▸ **Do this**
Can you render the lines below as a JSON list of strings, one string per line, with any blank lines omitted?
-- Begin Input records --
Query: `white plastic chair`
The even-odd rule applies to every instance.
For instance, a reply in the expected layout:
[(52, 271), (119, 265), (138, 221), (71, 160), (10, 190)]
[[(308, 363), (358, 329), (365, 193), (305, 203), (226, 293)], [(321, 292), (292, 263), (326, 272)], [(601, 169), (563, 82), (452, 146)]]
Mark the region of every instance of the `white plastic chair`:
-- End Input records --
▸ **Result of this exercise**
[
  "Query: `white plastic chair`",
  "The even-odd rule applies to every instance.",
  "For instance, a reply in the expected layout:",
  "[(52, 271), (119, 265), (138, 221), (71, 160), (10, 190)]",
  "[[(308, 363), (358, 329), (365, 193), (305, 203), (226, 293)], [(321, 292), (292, 263), (326, 272)], [(601, 169), (563, 82), (452, 146)]]",
  "Mark the region of every instance of the `white plastic chair`:"
]